##### Given data #####

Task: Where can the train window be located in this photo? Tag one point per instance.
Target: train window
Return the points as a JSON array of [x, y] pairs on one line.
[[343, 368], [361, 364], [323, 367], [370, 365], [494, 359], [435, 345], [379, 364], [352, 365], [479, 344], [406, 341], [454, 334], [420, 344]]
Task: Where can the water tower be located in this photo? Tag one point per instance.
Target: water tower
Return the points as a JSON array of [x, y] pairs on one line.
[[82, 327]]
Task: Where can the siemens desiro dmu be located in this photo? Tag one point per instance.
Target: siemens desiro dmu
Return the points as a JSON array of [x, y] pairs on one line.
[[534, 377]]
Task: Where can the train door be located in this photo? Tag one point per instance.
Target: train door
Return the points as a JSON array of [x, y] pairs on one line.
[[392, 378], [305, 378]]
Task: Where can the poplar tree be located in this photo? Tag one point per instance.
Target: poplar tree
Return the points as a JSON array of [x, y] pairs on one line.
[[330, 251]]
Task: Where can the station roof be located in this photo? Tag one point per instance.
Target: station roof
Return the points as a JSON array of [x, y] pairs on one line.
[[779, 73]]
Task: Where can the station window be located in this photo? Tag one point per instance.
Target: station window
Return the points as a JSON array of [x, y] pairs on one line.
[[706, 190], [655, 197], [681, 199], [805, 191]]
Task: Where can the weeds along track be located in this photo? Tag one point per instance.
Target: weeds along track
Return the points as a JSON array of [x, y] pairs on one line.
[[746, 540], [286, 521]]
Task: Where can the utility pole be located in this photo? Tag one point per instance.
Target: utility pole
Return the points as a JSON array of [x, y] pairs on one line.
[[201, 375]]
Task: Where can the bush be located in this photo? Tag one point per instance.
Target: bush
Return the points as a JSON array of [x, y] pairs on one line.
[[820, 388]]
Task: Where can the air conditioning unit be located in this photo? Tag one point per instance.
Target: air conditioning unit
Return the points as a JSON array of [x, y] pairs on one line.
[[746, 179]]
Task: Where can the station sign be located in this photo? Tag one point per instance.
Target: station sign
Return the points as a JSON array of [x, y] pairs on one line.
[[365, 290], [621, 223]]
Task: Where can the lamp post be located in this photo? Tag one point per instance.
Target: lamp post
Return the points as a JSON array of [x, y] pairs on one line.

#####

**What is required**. Reproduce the lines from the line with "Task: Where can the poplar" to the line with "[[746, 179]]", replacing "station" with "depot" and leaving everything else unchanged.

**Exercise output**.
Task: Where can the poplar tree be located in this photo? Tag one point per instance.
Target: poplar tree
Return the points as a JSON array of [x, y] pairs on one line.
[[330, 251]]
Task: Where can the depot roof be located in this photo? Tag one point per instance.
Target: depot roof
Return the points as a JSON array of [x, y] pairs on one line.
[[779, 73]]
Task: Where can the depot window be located in this photo? Tag one point per instance.
Target: depot window
Return the points as a JSON array of [x, y] pairs on one line.
[[706, 190], [655, 197], [681, 199], [805, 191]]
Task: Where can the weeds along track be located in this photo? Tag one point per instance.
Target: weeds along track
Return the points as a JSON array of [x, y] pairs on one line.
[[746, 540], [286, 521]]
Task: Where can the utility pole be located in this photo? Tag one point per instance.
Target: utility pole
Return the points as a JSON array of [x, y] pairs on one line.
[[201, 375]]
Task: Where can the bush be located in this photo? Tag one point per instance.
Target: bush
Return the points as a JSON array of [x, y] pairs on one line.
[[820, 388]]
Task: Where can the air conditioning unit be located in this photo? Tag one point per instance.
Target: air conditioning unit
Return the points as a JSON array of [x, y] pairs on one line.
[[746, 179]]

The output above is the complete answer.